Beginning with the line that contains "Can you see the woman's right", extract each line through the end of the listing below, with no additions or omissions.

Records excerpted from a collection
* begin *
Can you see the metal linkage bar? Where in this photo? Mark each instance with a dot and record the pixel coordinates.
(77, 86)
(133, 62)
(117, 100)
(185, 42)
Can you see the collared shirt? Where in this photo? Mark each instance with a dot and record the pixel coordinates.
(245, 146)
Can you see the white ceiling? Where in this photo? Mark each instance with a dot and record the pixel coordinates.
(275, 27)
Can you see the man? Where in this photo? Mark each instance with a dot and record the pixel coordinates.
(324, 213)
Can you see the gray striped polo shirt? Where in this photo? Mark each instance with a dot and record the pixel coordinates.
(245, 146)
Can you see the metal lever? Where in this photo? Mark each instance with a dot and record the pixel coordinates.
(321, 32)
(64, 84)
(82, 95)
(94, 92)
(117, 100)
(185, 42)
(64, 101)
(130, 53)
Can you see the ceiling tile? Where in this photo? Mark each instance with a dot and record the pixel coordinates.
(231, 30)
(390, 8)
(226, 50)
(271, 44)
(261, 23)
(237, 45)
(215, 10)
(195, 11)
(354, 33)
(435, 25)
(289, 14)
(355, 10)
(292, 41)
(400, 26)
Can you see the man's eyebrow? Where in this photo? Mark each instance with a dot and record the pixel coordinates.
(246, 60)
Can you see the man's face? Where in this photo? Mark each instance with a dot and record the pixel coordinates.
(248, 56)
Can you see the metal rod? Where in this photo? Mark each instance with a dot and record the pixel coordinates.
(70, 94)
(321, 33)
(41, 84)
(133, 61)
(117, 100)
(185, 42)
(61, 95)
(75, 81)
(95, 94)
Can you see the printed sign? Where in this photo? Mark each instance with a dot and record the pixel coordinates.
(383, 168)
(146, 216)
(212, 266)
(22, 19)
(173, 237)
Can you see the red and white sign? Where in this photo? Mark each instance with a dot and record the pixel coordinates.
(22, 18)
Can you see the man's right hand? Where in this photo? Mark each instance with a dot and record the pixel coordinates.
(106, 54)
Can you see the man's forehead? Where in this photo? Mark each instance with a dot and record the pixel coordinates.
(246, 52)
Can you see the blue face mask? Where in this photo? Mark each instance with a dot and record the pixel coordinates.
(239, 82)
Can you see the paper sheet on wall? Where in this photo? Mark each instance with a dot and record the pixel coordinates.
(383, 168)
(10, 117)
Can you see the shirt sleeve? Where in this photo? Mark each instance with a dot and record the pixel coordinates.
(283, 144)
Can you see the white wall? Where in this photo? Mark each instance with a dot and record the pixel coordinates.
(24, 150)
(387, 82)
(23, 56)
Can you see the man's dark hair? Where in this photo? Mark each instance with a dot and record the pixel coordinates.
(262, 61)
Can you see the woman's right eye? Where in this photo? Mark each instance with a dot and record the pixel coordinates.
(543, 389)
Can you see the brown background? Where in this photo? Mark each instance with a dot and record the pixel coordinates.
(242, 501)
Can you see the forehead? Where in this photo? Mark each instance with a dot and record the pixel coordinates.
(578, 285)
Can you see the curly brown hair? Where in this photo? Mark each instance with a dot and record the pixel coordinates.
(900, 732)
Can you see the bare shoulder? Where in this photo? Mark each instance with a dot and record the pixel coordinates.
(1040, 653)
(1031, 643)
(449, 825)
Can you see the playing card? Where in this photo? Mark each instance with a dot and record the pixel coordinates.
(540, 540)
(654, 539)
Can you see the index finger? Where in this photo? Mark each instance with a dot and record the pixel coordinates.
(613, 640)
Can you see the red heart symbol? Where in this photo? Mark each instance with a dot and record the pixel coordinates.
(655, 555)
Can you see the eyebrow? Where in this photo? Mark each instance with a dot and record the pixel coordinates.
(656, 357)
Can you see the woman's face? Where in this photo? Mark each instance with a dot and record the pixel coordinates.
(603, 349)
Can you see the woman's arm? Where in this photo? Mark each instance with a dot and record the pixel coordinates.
* end *
> **Worked solution**:
Can you see the woman's right eye? Where in this photo? Mark each instance with a dot and record the pixel coordinates.
(543, 389)
Can you see the brown background? Where in this photo? Mark each instance with a dot and record the pixel coordinates.
(242, 501)
Can you see the forehead? Where in this photo? Mark each instance with a dot and record the pixel coordinates.
(578, 285)
Can you see the curly brown hair? Where in this photo? Mark each instance with a dot and record the pixel coordinates.
(900, 732)
Can you see the bare shoulder? Where in this photo? Mark each instance with a dot and record the pixel coordinates.
(1040, 653)
(1031, 643)
(449, 825)
Can you see the playing card? Where in this photo? Mark each instance with a dot and record the pixel coordinates.
(540, 540)
(654, 539)
Can you see the index finger? Where in this photo? Mark each instance with a dot and record the pixel coordinates.
(613, 640)
Can you see the red heart symbol? Where in this photo? Mark each instance with a dot and record the pixel coordinates.
(655, 555)
Can you see the eyebrow? Where in this photo? Mark each instance with a dot and record the pixel coordinates.
(656, 357)
Can you see the woman's face? Where in this photo? Mark each instance with a dot and record the pixel coordinates.
(603, 349)
Can you see the woman's arm? Where in this photo? Mark each instance with a dot and record the pixel coordinates.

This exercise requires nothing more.